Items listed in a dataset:
--- START ---

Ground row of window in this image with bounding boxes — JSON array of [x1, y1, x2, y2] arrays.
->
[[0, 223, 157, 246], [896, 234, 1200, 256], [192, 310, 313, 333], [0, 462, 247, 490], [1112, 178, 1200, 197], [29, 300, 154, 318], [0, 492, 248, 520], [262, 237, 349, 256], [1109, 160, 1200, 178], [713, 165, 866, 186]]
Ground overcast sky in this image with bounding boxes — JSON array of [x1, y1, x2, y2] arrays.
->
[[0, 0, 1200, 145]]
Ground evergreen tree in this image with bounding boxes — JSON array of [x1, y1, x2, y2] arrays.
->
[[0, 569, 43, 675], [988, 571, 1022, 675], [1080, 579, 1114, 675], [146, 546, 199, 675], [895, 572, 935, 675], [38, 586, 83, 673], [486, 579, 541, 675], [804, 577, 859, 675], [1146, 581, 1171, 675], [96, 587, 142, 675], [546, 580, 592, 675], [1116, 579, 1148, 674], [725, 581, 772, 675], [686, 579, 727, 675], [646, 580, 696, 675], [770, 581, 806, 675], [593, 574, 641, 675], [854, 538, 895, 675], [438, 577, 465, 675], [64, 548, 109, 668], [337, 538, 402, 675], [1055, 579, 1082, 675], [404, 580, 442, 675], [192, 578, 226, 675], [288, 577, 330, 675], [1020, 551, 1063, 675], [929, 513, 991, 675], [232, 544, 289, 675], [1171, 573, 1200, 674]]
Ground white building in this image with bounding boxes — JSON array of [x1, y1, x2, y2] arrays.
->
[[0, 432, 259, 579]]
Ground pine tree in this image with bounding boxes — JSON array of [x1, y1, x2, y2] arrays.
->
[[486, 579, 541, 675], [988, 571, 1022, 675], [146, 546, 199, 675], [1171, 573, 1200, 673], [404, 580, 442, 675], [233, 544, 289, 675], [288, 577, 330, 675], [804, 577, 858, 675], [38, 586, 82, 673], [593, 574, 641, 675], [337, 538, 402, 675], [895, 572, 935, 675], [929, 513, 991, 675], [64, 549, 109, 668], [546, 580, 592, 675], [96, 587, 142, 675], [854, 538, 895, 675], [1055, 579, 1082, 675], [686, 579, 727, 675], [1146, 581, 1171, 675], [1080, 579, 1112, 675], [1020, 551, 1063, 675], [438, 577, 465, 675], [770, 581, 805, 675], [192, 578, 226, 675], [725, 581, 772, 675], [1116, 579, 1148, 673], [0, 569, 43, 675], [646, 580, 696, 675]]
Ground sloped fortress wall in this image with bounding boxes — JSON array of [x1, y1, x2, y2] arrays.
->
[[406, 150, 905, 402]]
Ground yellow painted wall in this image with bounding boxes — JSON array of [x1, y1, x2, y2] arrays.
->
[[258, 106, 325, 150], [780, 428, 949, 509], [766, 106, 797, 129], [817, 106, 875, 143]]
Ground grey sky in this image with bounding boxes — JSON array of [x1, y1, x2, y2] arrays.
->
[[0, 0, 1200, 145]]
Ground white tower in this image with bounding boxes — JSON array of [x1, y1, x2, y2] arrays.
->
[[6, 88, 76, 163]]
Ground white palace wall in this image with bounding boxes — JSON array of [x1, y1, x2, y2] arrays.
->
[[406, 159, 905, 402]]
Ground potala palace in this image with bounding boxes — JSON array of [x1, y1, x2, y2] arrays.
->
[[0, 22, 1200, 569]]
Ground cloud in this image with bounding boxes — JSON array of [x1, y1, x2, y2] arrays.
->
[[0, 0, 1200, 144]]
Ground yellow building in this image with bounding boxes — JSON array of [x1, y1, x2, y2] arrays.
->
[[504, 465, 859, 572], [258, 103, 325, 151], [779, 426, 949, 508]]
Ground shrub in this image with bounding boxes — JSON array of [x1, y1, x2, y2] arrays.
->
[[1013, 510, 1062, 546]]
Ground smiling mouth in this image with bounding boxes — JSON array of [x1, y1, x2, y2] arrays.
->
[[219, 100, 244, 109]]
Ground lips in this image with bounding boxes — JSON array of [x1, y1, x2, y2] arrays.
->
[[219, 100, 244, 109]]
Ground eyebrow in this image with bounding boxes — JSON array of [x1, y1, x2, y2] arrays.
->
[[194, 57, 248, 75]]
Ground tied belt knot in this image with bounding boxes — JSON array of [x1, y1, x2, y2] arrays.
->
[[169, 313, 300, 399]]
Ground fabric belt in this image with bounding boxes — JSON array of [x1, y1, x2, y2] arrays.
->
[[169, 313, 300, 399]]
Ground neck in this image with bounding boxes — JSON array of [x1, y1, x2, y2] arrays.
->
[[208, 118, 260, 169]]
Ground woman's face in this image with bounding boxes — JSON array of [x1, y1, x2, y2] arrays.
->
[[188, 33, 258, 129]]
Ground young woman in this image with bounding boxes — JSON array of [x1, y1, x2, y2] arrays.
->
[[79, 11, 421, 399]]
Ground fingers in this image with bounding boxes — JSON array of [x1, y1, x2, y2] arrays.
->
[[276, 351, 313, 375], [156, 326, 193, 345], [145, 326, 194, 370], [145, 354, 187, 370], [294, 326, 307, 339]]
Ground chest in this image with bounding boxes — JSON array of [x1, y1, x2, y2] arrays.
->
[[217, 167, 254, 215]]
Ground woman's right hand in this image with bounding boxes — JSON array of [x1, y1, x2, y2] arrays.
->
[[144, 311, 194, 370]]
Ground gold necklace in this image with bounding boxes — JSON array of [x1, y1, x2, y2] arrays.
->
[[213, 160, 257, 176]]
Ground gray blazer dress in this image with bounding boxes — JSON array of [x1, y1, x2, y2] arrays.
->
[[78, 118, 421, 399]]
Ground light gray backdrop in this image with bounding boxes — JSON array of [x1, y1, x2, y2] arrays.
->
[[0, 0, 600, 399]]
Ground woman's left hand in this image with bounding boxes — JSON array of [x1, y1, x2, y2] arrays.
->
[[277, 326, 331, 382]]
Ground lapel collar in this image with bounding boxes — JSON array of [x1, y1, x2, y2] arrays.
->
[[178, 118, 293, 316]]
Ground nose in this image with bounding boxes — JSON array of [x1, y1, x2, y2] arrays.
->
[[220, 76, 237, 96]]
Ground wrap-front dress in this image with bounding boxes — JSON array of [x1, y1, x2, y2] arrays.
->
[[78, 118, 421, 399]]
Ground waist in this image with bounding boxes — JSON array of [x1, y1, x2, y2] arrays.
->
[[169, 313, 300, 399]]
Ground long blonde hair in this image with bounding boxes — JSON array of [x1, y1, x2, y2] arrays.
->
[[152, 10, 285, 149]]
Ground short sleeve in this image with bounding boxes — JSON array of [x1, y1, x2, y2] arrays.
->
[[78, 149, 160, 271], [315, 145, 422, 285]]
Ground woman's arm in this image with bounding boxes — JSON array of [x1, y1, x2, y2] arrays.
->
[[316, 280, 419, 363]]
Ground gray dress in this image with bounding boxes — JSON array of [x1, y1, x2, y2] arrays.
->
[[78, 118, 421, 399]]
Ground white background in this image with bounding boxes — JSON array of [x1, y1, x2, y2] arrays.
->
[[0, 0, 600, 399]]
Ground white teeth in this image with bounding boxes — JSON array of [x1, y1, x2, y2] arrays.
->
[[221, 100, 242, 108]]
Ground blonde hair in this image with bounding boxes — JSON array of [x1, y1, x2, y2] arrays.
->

--- END ---

**WRITTEN EXERCISE**
Copy every line of the listing above with no changes at all.

**EXERCISE RESPONSE**
Ground row of window in this image with bounding boxes — JSON array of [x1, y1, x2, y2] arrays.
->
[[0, 223, 157, 246], [896, 234, 1200, 256], [192, 310, 313, 333], [0, 462, 247, 490], [1112, 178, 1200, 197], [29, 300, 154, 318], [0, 492, 248, 520], [262, 237, 349, 256], [1109, 160, 1200, 178], [713, 165, 866, 186]]
Ground overcast sky in this image with bounding boxes — JSON array of [x1, y1, x2, y2] arrays.
->
[[0, 0, 1200, 145]]
Ground evergreen tree in this image with bounding boxes — JSON array of [x1, y1, x2, y2] arrays.
->
[[0, 569, 43, 675], [988, 571, 1022, 675], [1080, 579, 1114, 675], [146, 546, 199, 675], [895, 572, 935, 675], [38, 586, 83, 673], [486, 579, 541, 675], [804, 577, 859, 675], [1146, 581, 1171, 675], [96, 587, 142, 675], [546, 580, 592, 675], [1116, 579, 1148, 674], [725, 581, 772, 675], [686, 579, 727, 675], [646, 580, 696, 675], [770, 581, 806, 675], [593, 574, 641, 675], [854, 538, 895, 675], [438, 577, 465, 675], [64, 548, 109, 668], [337, 538, 402, 675], [1055, 579, 1082, 675], [404, 580, 442, 675], [192, 578, 226, 675], [288, 577, 330, 675], [1020, 551, 1063, 675], [929, 513, 991, 675], [232, 544, 289, 675], [1171, 573, 1200, 674]]
Ground white building in this image with bounding boxes — JSON array of [x1, y1, x2, y2] arrays.
->
[[0, 432, 259, 579]]
Ground pine tree in this image with bounding boxes — JSON array of [x1, y1, x2, y2] arrays.
->
[[486, 579, 541, 675], [988, 571, 1022, 675], [146, 546, 199, 675], [1171, 573, 1200, 673], [404, 580, 442, 675], [233, 544, 289, 675], [288, 577, 330, 675], [804, 577, 858, 675], [38, 586, 82, 673], [593, 574, 641, 675], [337, 538, 402, 675], [895, 572, 935, 675], [929, 513, 991, 675], [64, 549, 109, 668], [546, 580, 592, 675], [96, 587, 142, 675], [854, 538, 895, 675], [1055, 579, 1082, 675], [686, 579, 727, 675], [1146, 581, 1171, 675], [1080, 579, 1112, 675], [1020, 551, 1063, 675], [438, 577, 465, 675], [770, 581, 805, 675], [192, 578, 226, 675], [725, 581, 772, 675], [1116, 579, 1148, 673], [0, 569, 43, 675], [646, 580, 696, 675]]
Ground sloped fortress wall in this image with bounding boxes — JSON array of [x1, y1, x2, y2] arrays.
->
[[406, 150, 905, 402]]
Ground yellow painted wall in this image with bounding boxes — JSON array of [x1, y1, x2, y2] arrays.
->
[[258, 106, 325, 150], [780, 428, 949, 509], [766, 106, 797, 129], [817, 106, 875, 143]]
Ground grey sky in this image with bounding boxes — JSON array of [x1, y1, x2, y2] arrays.
->
[[0, 0, 1200, 145]]
Ground white tower in this image with bounding boxes — JSON array of [x1, y1, x2, y2] arrays.
->
[[6, 88, 76, 163]]
Ground white palace wall in this image with bounding boxes — JSON array of [x1, y1, x2, y2] arrays.
->
[[406, 159, 905, 402]]
Ground potala palace in this image with bounding boxes — JSON array of [x1, y1, x2, y2] arrays.
->
[[0, 22, 1200, 569]]
Ground cloud in this image with bounding boxes — JSON array of [x1, y1, x2, y2] arrays.
->
[[0, 0, 1200, 144]]
Ground yellow building in this image with bounding boxes — JSON array of [x1, y1, x2, y2] arrays.
->
[[504, 465, 859, 572], [258, 103, 325, 151], [779, 426, 949, 508]]
Ground shrub in this image with bounding boxes — JSON array of [x1, y1, x2, y2] arrays.
->
[[1013, 510, 1062, 546]]
Ground smiling mouth in this image with bounding boxes — JSON array of [x1, y1, x2, y2] arrays.
->
[[219, 100, 244, 109]]
Ground lips in this image with bounding boxes — JSON array of [x1, y1, x2, y2] arrays.
->
[[219, 100, 244, 109]]
Ground eyebrow in this image with bounding boxes — JSON array of [x1, y1, x2, y2] arrays.
->
[[194, 57, 248, 75]]
Ground tied belt knot in this image with bounding boxes — JSON array of [x1, y1, x2, y2] arrays.
->
[[169, 313, 300, 399]]
Ground fabric belt in this image with bounding boxes — JSON array of [x1, y1, x2, y2] arrays.
->
[[169, 313, 300, 399]]
Ground neck in this image with bounding boxes — JSON array of [x1, y1, x2, y2] arrays.
->
[[208, 118, 260, 169]]
Ground woman's face in this image with bounding boxes — JSON array of [x1, y1, x2, y2] arrays.
->
[[188, 33, 258, 129]]
Ground young woman in this image with bounding boxes — JSON array of [x1, y1, x2, y2] arrays.
->
[[79, 11, 421, 399]]
Ground fingers in this image with bounding boxes — JSON array of [x1, y1, x2, y2] arrays.
->
[[276, 351, 313, 375], [156, 326, 193, 345], [145, 326, 194, 370], [145, 354, 187, 370], [294, 326, 307, 339]]
Ground chest in this image with bounding boxes — JSON array of [x1, y1, x2, y2] arrays.
->
[[217, 167, 254, 215]]
Ground woman's right hand in this image with bounding boxes — JSON array of [x1, y1, x2, y2] arrays.
->
[[144, 311, 194, 370]]
Ground gold necklace in this image with bounding boxes — JSON array of [x1, y1, x2, y2] arrays.
->
[[213, 160, 257, 176]]
Ground gray blazer dress in this image with bounding boxes — JSON array of [x1, y1, x2, y2] arrays.
->
[[78, 118, 421, 399]]
Ground light gray backdrop in this image with bounding boxes — JSON array of [x1, y1, x2, y2] arrays.
->
[[0, 0, 600, 399]]
Ground woman's left hand in this image with bounding boxes — JSON array of [x1, y1, x2, y2] arrays.
->
[[277, 326, 331, 382]]
Ground lapel collar in this image with bounding boxes — JSON array of [x1, y1, x2, y2] arrays.
->
[[178, 118, 293, 316]]
Ground nose in this image with bounding boxes — JSON array of [x1, y1, x2, y2] arrays.
->
[[220, 76, 237, 96]]
Ground wrap-front dress in this image with bounding boxes — JSON array of [x1, y1, x2, y2] arrays.
->
[[78, 118, 421, 399]]
Ground waist in this image with bounding boxes — JSON array of [x1, y1, x2, y2] arrays.
->
[[169, 313, 300, 399]]
Ground long blonde hair in this image with bounding boxes — JSON array of [x1, y1, x2, y2] arrays.
->
[[152, 10, 285, 149]]
Ground short sleeve in this image with bounding boxes — JSON array of [x1, y1, x2, y2] arrays.
->
[[78, 149, 160, 271], [315, 145, 422, 285]]
Ground woman's arm in this image with bounding boxes — JSON array of [x1, y1, x2, y2] arrays.
->
[[316, 280, 419, 363]]
Ground gray dress in this image with bounding boxes — JSON array of [x1, y1, x2, y2] arrays.
->
[[78, 118, 421, 399]]
Ground white background in this image with bounding boxes — JSON array of [x1, y1, x2, y2] arrays.
->
[[0, 0, 600, 399]]
Ground white teeth in this image with bounding boxes — JSON array of [x1, y1, x2, y2] arrays.
->
[[221, 100, 242, 108]]
Ground blonde hair in this image with bounding boxes — JSON array of [x1, y1, x2, y2] arrays.
->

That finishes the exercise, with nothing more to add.